Parmelia is a genus of foliose lichens which is found worldwide but has its highest diversity in Asia (Molina et al. 2004). Well over 1000 species have been assigned to the genus over the years but many (though not all) recent authors have tended towards a much more restricted circumscription of about forty species. True Parmelia, in this sense, is distinguished from other genera in the lichen family Parmeliaceae by its linear pseudocyphellae (pore-like structures in the upper-surface of the lichen's cortex) and its particularly small spores and conidia (conidia are reproductive structures like spores but produced asexually rather than sexually) (Elix 1993). ITS rDNA phylogeny is mostly consistent with many of the proposed segregate genera, including the restricted Parmelia, though it provides little information on their higher relationships (Crespo & Cubero 1998).


Another view of Parmelia saxatilis. As well as the spore-producing apothecium, this photo also shows numerous isidia, the small finger-like protrusions covering the thallus. Containing both fungal and algal cells, the isidia can break off to form new lichens. Photo by Stephen Sharnoff.

Data excerpts:

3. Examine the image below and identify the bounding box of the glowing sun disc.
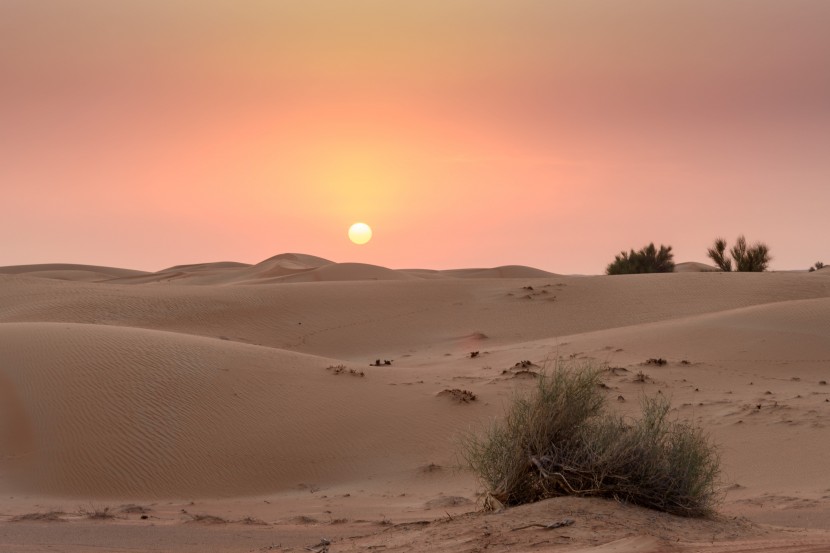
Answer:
[349,223,372,244]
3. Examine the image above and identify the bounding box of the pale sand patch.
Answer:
[0,254,830,552]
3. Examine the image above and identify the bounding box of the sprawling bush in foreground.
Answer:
[605,242,674,275]
[462,366,720,516]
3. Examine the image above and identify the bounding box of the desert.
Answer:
[0,254,830,553]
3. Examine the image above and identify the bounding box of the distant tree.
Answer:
[707,235,772,273]
[605,242,674,275]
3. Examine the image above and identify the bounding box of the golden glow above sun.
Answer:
[349,223,372,245]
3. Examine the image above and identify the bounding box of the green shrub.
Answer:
[706,235,772,273]
[462,366,720,516]
[605,242,674,275]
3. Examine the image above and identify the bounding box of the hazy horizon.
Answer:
[0,0,830,274]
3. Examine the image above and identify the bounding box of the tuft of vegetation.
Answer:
[187,513,228,524]
[438,388,476,403]
[462,365,720,516]
[605,242,674,275]
[706,235,772,273]
[78,504,116,520]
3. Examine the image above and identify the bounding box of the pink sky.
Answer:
[0,0,830,274]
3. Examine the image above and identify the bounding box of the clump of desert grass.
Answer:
[11,510,66,522]
[462,361,720,517]
[78,504,116,520]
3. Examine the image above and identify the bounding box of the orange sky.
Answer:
[0,0,830,273]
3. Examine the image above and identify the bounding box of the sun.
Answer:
[349,223,372,245]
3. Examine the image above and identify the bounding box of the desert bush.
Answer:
[462,360,720,516]
[605,242,674,275]
[706,235,772,273]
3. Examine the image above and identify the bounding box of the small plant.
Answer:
[438,388,476,403]
[78,505,115,520]
[326,365,366,377]
[188,513,228,524]
[706,235,772,273]
[462,365,720,516]
[605,242,674,275]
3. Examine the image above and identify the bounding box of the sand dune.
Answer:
[0,263,147,282]
[0,254,830,551]
[0,323,484,498]
[674,261,721,273]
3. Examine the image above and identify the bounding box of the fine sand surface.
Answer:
[0,254,830,553]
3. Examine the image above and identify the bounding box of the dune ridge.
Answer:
[0,254,830,551]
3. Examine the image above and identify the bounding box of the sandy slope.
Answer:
[0,254,830,551]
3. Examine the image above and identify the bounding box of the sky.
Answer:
[0,0,830,274]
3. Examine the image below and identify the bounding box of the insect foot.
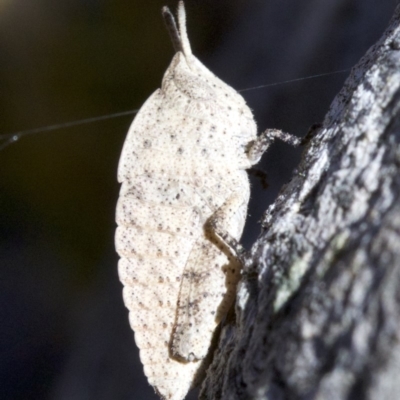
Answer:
[115,1,298,400]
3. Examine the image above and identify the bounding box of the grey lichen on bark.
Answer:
[200,6,400,400]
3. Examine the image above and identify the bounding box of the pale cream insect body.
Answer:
[116,2,298,400]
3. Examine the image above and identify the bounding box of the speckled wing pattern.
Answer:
[116,2,256,400]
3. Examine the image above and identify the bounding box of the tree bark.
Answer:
[200,6,400,400]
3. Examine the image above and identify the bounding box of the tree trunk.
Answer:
[200,6,400,400]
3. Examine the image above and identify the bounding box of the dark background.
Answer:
[0,0,397,400]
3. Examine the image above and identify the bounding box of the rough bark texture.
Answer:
[200,3,400,400]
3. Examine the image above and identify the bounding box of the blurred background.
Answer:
[0,0,397,400]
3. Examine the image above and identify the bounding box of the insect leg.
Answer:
[206,193,245,260]
[248,129,301,164]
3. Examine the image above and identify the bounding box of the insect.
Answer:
[116,1,299,400]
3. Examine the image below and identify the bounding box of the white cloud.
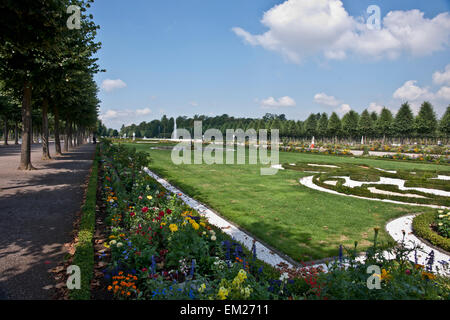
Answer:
[393,80,435,114]
[136,108,152,116]
[436,87,450,101]
[99,108,152,128]
[261,96,296,109]
[314,93,340,107]
[334,103,352,116]
[367,102,384,114]
[232,0,450,63]
[101,79,127,92]
[393,80,433,101]
[433,64,450,84]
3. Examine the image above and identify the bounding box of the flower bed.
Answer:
[413,210,450,252]
[99,143,450,300]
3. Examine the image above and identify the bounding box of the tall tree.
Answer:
[304,113,317,138]
[414,101,437,139]
[317,112,328,139]
[328,112,342,142]
[394,102,414,143]
[342,110,359,138]
[439,105,450,139]
[0,0,67,170]
[375,107,394,144]
[358,109,374,139]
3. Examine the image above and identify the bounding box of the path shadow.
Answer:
[0,145,95,299]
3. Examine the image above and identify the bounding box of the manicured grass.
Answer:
[413,212,450,252]
[124,145,448,261]
[69,146,99,300]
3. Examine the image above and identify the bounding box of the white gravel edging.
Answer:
[299,176,450,209]
[144,168,294,268]
[386,215,450,276]
[144,168,450,276]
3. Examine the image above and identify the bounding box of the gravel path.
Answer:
[299,176,450,209]
[144,168,293,268]
[0,144,95,300]
[144,168,450,276]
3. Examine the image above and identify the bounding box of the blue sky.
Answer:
[91,0,450,128]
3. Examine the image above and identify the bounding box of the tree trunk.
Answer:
[3,116,9,146]
[14,121,19,144]
[67,122,73,149]
[18,81,35,170]
[42,98,51,160]
[64,120,69,152]
[53,107,62,156]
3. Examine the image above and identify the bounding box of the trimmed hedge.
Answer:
[69,146,99,300]
[413,212,450,251]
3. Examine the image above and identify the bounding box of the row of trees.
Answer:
[117,102,450,140]
[0,0,101,170]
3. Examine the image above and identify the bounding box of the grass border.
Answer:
[412,212,450,252]
[69,145,99,300]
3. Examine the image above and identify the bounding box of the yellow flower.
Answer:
[198,283,206,293]
[381,269,392,280]
[422,272,436,280]
[217,287,228,300]
[192,221,200,230]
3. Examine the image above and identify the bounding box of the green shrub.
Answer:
[413,212,450,251]
[69,147,99,300]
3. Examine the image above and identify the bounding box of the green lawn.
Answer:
[125,145,449,261]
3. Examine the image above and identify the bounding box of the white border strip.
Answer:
[299,176,450,210]
[144,168,294,268]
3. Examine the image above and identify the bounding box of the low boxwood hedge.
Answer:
[413,212,450,251]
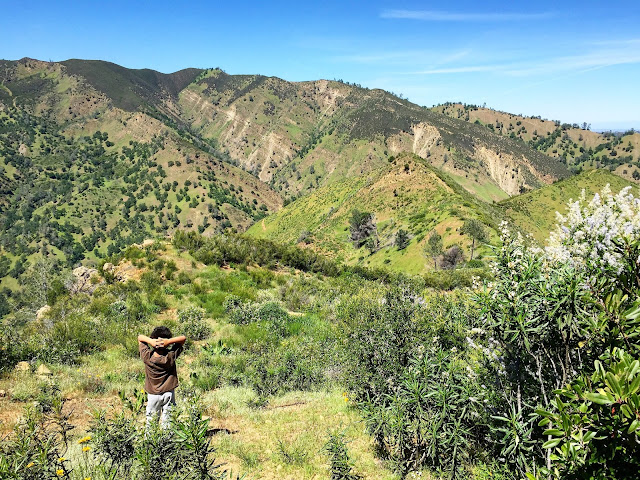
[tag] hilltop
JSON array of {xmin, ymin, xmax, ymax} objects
[
  {"xmin": 497, "ymin": 169, "xmax": 638, "ymax": 245},
  {"xmin": 0, "ymin": 58, "xmax": 637, "ymax": 288},
  {"xmin": 247, "ymin": 154, "xmax": 501, "ymax": 273},
  {"xmin": 432, "ymin": 103, "xmax": 640, "ymax": 181}
]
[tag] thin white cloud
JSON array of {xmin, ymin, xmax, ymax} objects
[
  {"xmin": 380, "ymin": 10, "xmax": 555, "ymax": 22},
  {"xmin": 332, "ymin": 49, "xmax": 471, "ymax": 66},
  {"xmin": 411, "ymin": 65, "xmax": 504, "ymax": 75},
  {"xmin": 504, "ymin": 49, "xmax": 640, "ymax": 77},
  {"xmin": 407, "ymin": 44, "xmax": 640, "ymax": 77}
]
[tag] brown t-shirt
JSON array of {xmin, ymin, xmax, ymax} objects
[{"xmin": 138, "ymin": 342, "xmax": 182, "ymax": 395}]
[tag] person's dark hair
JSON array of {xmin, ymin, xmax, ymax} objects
[{"xmin": 151, "ymin": 326, "xmax": 173, "ymax": 338}]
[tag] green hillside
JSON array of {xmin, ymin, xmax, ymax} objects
[
  {"xmin": 498, "ymin": 170, "xmax": 637, "ymax": 244},
  {"xmin": 432, "ymin": 103, "xmax": 640, "ymax": 181},
  {"xmin": 180, "ymin": 69, "xmax": 568, "ymax": 200},
  {"xmin": 0, "ymin": 101, "xmax": 280, "ymax": 286},
  {"xmin": 248, "ymin": 154, "xmax": 499, "ymax": 273}
]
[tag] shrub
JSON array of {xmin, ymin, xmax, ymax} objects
[
  {"xmin": 324, "ymin": 432, "xmax": 362, "ymax": 480},
  {"xmin": 178, "ymin": 306, "xmax": 211, "ymax": 340}
]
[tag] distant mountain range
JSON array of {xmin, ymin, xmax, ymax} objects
[{"xmin": 0, "ymin": 58, "xmax": 640, "ymax": 280}]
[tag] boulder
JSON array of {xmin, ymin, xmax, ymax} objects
[
  {"xmin": 36, "ymin": 363, "xmax": 53, "ymax": 376},
  {"xmin": 16, "ymin": 362, "xmax": 31, "ymax": 372},
  {"xmin": 36, "ymin": 305, "xmax": 51, "ymax": 320}
]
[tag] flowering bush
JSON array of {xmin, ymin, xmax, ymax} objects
[
  {"xmin": 479, "ymin": 188, "xmax": 640, "ymax": 478},
  {"xmin": 546, "ymin": 185, "xmax": 640, "ymax": 275}
]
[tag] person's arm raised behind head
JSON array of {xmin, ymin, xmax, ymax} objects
[
  {"xmin": 138, "ymin": 335, "xmax": 162, "ymax": 348},
  {"xmin": 162, "ymin": 335, "xmax": 187, "ymax": 347}
]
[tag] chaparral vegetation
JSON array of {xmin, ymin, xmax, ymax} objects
[{"xmin": 0, "ymin": 189, "xmax": 640, "ymax": 480}]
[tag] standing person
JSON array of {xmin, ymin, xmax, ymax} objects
[{"xmin": 138, "ymin": 326, "xmax": 187, "ymax": 427}]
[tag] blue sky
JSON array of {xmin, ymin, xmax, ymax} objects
[{"xmin": 0, "ymin": 0, "xmax": 640, "ymax": 129}]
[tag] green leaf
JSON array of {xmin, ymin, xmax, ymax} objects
[
  {"xmin": 622, "ymin": 302, "xmax": 640, "ymax": 320},
  {"xmin": 605, "ymin": 372, "xmax": 622, "ymax": 398},
  {"xmin": 542, "ymin": 438, "xmax": 562, "ymax": 448},
  {"xmin": 585, "ymin": 392, "xmax": 613, "ymax": 405}
]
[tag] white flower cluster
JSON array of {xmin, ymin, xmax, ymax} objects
[{"xmin": 546, "ymin": 185, "xmax": 640, "ymax": 272}]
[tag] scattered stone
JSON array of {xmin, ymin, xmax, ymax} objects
[
  {"xmin": 36, "ymin": 305, "xmax": 51, "ymax": 320},
  {"xmin": 16, "ymin": 362, "xmax": 31, "ymax": 372},
  {"xmin": 36, "ymin": 363, "xmax": 53, "ymax": 375}
]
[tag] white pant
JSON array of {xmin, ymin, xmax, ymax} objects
[{"xmin": 147, "ymin": 390, "xmax": 176, "ymax": 427}]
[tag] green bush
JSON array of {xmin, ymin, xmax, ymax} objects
[
  {"xmin": 324, "ymin": 432, "xmax": 362, "ymax": 480},
  {"xmin": 178, "ymin": 306, "xmax": 211, "ymax": 340}
]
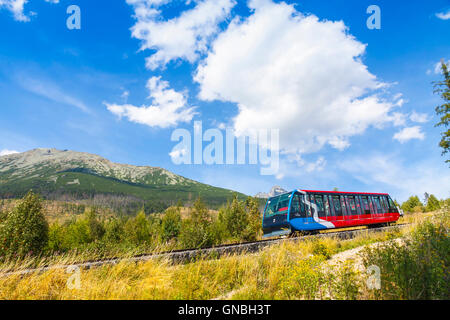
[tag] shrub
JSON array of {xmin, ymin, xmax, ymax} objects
[
  {"xmin": 180, "ymin": 198, "xmax": 214, "ymax": 248},
  {"xmin": 160, "ymin": 207, "xmax": 181, "ymax": 242},
  {"xmin": 402, "ymin": 196, "xmax": 423, "ymax": 212},
  {"xmin": 0, "ymin": 191, "xmax": 49, "ymax": 257},
  {"xmin": 104, "ymin": 218, "xmax": 125, "ymax": 243},
  {"xmin": 124, "ymin": 210, "xmax": 151, "ymax": 244},
  {"xmin": 425, "ymin": 195, "xmax": 441, "ymax": 212},
  {"xmin": 363, "ymin": 212, "xmax": 450, "ymax": 300}
]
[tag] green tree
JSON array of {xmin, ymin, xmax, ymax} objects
[
  {"xmin": 244, "ymin": 197, "xmax": 262, "ymax": 241},
  {"xmin": 425, "ymin": 194, "xmax": 441, "ymax": 212},
  {"xmin": 0, "ymin": 191, "xmax": 49, "ymax": 257},
  {"xmin": 160, "ymin": 207, "xmax": 181, "ymax": 242},
  {"xmin": 225, "ymin": 195, "xmax": 249, "ymax": 240},
  {"xmin": 402, "ymin": 196, "xmax": 423, "ymax": 212},
  {"xmin": 86, "ymin": 209, "xmax": 105, "ymax": 241},
  {"xmin": 434, "ymin": 60, "xmax": 450, "ymax": 163},
  {"xmin": 125, "ymin": 210, "xmax": 151, "ymax": 245},
  {"xmin": 180, "ymin": 198, "xmax": 214, "ymax": 248}
]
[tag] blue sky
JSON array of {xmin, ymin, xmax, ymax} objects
[{"xmin": 0, "ymin": 0, "xmax": 450, "ymax": 201}]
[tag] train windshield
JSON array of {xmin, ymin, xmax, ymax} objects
[{"xmin": 264, "ymin": 193, "xmax": 291, "ymax": 218}]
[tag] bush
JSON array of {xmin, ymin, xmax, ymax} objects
[
  {"xmin": 425, "ymin": 195, "xmax": 441, "ymax": 212},
  {"xmin": 160, "ymin": 207, "xmax": 181, "ymax": 242},
  {"xmin": 180, "ymin": 198, "xmax": 214, "ymax": 248},
  {"xmin": 0, "ymin": 191, "xmax": 49, "ymax": 257},
  {"xmin": 124, "ymin": 210, "xmax": 151, "ymax": 245}
]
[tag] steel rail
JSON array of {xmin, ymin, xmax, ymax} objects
[{"xmin": 0, "ymin": 224, "xmax": 410, "ymax": 277}]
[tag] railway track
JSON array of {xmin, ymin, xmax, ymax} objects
[{"xmin": 0, "ymin": 224, "xmax": 409, "ymax": 277}]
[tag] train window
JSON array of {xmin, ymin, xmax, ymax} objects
[
  {"xmin": 355, "ymin": 196, "xmax": 362, "ymax": 215},
  {"xmin": 340, "ymin": 196, "xmax": 348, "ymax": 216},
  {"xmin": 291, "ymin": 194, "xmax": 306, "ymax": 219},
  {"xmin": 314, "ymin": 194, "xmax": 327, "ymax": 217},
  {"xmin": 380, "ymin": 196, "xmax": 389, "ymax": 213},
  {"xmin": 325, "ymin": 196, "xmax": 336, "ymax": 217},
  {"xmin": 372, "ymin": 197, "xmax": 383, "ymax": 213},
  {"xmin": 346, "ymin": 196, "xmax": 357, "ymax": 215},
  {"xmin": 361, "ymin": 196, "xmax": 370, "ymax": 214},
  {"xmin": 323, "ymin": 196, "xmax": 331, "ymax": 217},
  {"xmin": 333, "ymin": 196, "xmax": 342, "ymax": 216}
]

Problems to work on:
[1] Recast the paragraph of the Parmelia lichen text that begins "Parmelia is a genus of foliose lichens" as a short bulleted list that keeps its main facts.
[2] Write the next part of the Parmelia lichen text, starting after its final sentence.

Results for each task:
[1]
- Parmelia is a genus of foliose lichens. It is found worldwide, with its highest diversity in Asia (Molina et al. 2004).
- Well over 1000 species have been assigned to it over the years. Many recent authors restrict it to about forty species.
- In this restricted sense, Parmelia differs from other Parmeliaceae genera in two ways (Elix 1993):
  - linear pseudocyphellae, which are pore-like structures in the upper cortex
  - especially small spores and conidia, the asexually produced reproductive structures
- ITS rDNA phylogeny mostly agrees with many proposed segregate genera, including the restricted Parmelia. It gives little information on their higher relationships (Crespo & Cubero 1998).

[2]
Parmelia achieves its highest diversity in temperate or boreal regions. The type species, P. saxatilis, is one of the world's most widespread lichen species, found in both the Arctic and the Antarctic, as well as cooler localities in between (Molina et al. 2004). Lichens can reproduce in one of two ways: small pieces of the thallus containing both algal cells and fungal hyphae may break off to grow directly into a new thallus elsewhere, or the lichen can release spores and/or conidia in the manner of other fungi. A germinating lichen spore will grow extremely slowly: even in laboratory cultures on agar, some lichen fungi will only reach a diameter of 1 mm within the course of a year when grown without algal symbionts(Ahmadjian 1965). Formation of the lichen association is dependent on the fungus randomly coming into contact with an alga, and growing lichen fungi will form exploratory hyphae around anything (even grains of sand) that they touch that might turn out to be an alga (Ahmadjian 1960). The low variety of algal species occuring in lichens appears to be dependent not on any direct attraction of the alga for the fungus, but on the alga's ability to resist digestion by the fungus' hyphae. Lichens are famed for their slow growth even after an association is established, and may increase in diameter by only a millimetre a year*, but the limiting factor is probably not so much their inherent growth abilities as that their favoured environments such as exposed on rocks may only allow growth for a minute part of the year.

*If you're thinking that that doesn't sound any greater than the rate for symbiont-less fungi that I cited above, remember that the latter rate applies to growth in the laboratory under theoretically optimal conditions; growth in the natural environment would be much, much slower.

REFERENCES

Ahmadjian, V. 1960. The lichen association. Bryologist 63 (4): 250-254.

Ahmadjian, V. 1965. Lichens. Annual Review of Microbiology 19: 1-20.

Crespo, A., & O. F. Cubero. 1998. A molecular approach to the circumscription and evaluation of some genera segregated from Parmelia s. lat. Lichenologist 30 (4-5): 369-380.

Elix, J. A. 1993. Progress in the generic delimitation of Parmelia sensu lato Lichens (Ascomycotina: Parmeliaceae) and a synoptic key to the Parmeliaceae. Bryologist 96 (3): 359-383.

Molina, M. del C., A. Crespo, O. Blanco, H. T. Lumbsch & D. L. Hawksworth. 2004. Phylogenetic relationships and species concepts in Parmelia s. str. (Parmeliaceae) inferred from nuclear ITS rDNA and β-tubulin sequences. Lichenologist 36 (1): 37-54.